#### EXCERPT

I'm feeling rather at loose ends now that the saga of Dwimmermount seems to be coming to a close. Whatever merit the actual product has will be overshadowed by the drama that ensues when a prominent RPG designer/blogpope goes dark for months and keeps mum while his fans wait for him to make good on a massive Kickstarter project. I feel sympathy for the guy and I'm mystified because he's been a consummate pro in my limited dealings with him. I actually owe him my professional so-called career in RPGs. If he hadn't put a good word in for me at Atlas Games in 2003, then Northern Crown might never have happened. I gotta laugh at the way he's been demonized on the blogs as some kind of Ponzi scheme mastermind. Whatever happened, I'm guessing it was unforeseen, although how he dealt with the resulting mess didn't help his rep. Glad to see that a resolution of sorts is in the cards and I hope he gets back on his horse soon.

#### YOUR TASKS
a) Please answer these questions about the Dwimmermount post:
(i) At which company did the designer put in a good word for the writer, and in what year?
(ii) Which project does the writer say might never have happened without that good word?
(iii) As what kind of mastermind does the writer say the designer has been demonized on the blogs?
b) Write the next part of the Dwimmermount post, continuing from its last sentence.
The records after this point come from a different source than the Dwimmermount post.

#### RECORDS SUPPLIED

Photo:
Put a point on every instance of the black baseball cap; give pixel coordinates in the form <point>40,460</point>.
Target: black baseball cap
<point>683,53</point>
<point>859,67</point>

#### RESULTS OF THE TASKS
a)
(i) Atlas Games, in 2003
(ii) Northern Crown
(iii) A Ponzi scheme mastermind

b)
If he ever returns to his blog, he's going to find a changed landscape out here. As a driver of big-scale published works, the OSR is done now. Its output has evolved from ballsy is-this-even-legal appropriations of 1st Edition to easy pastiches of the least valuable artifacts of the early days, like rambling megadungeons and superficial re-skinnings of 1e that try to approximate other genres like sf. I think we'll see more OSR blogs go quiet in the coming months. It won't mean that people are turning away from playing older editions of D&D (or clones of same), but that it's not novel or remarkable enough any more to elicit much excitement or debate. Nothing's more toxic to a revolutionary movement than winning.
If I've learned anything from watching the Dwimmermount saga unfold, it's that if I will never do a Kickstarter unless it's truly the only way to get my work into a form that lots of other people can enjoy for a reasonable price. I don't need my game obsession reduced to a dreary obligation -- it's why everything on this blog is free.